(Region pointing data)
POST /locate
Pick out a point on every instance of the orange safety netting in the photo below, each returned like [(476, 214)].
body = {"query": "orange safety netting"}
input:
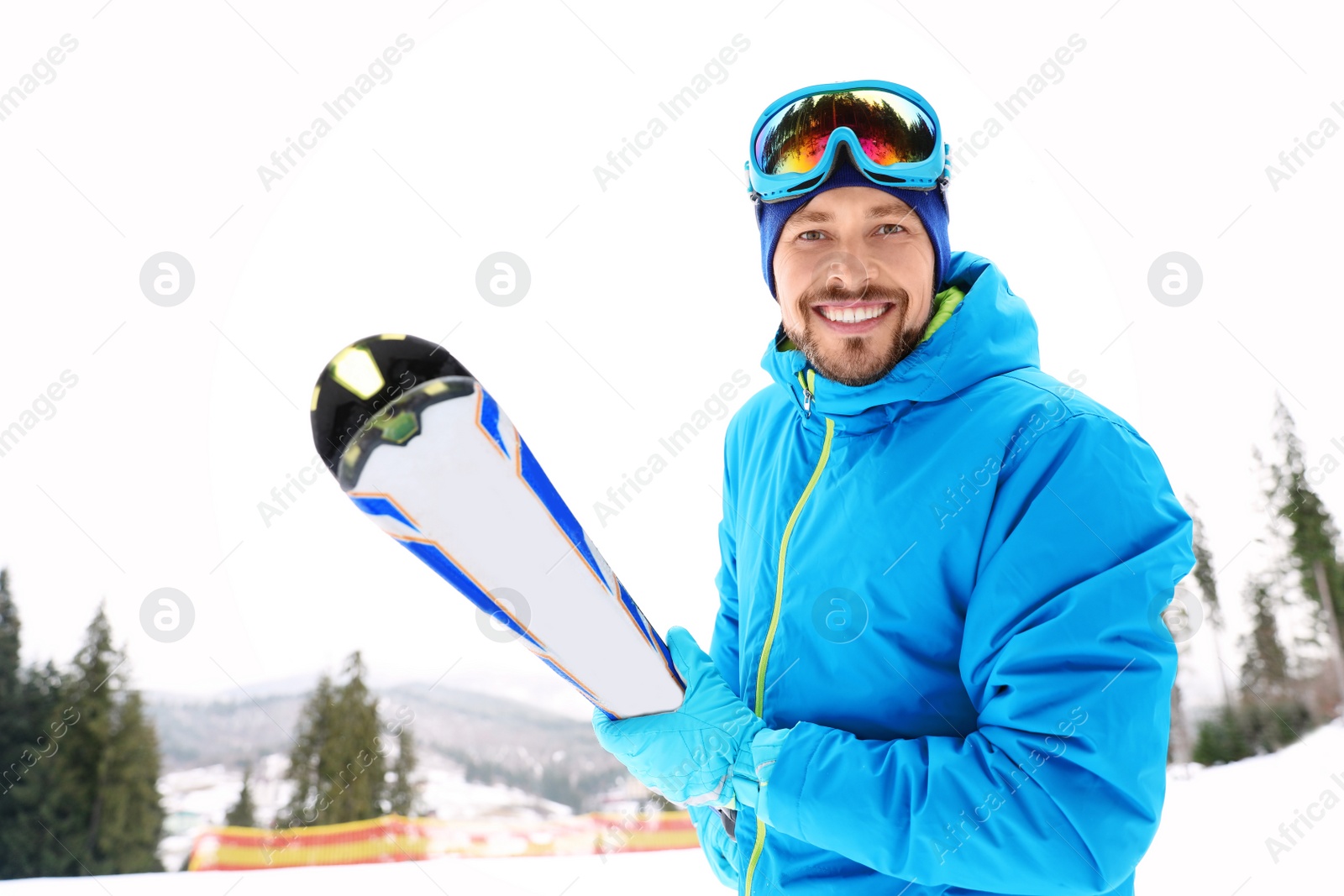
[(394, 839)]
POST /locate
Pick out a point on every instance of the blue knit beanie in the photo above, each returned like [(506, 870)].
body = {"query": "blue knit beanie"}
[(931, 204)]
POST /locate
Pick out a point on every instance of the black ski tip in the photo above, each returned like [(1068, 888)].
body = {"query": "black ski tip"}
[(363, 379)]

§ **TASK STATEMENT**: Show every line from the entries that includes the word "netting".

§ **RESPONSE FOR THIS EXERCISE**:
Pick out a point on every instance of the orange safety netting in the photo below, each returned like [(476, 214)].
body = {"query": "orange safety netting"}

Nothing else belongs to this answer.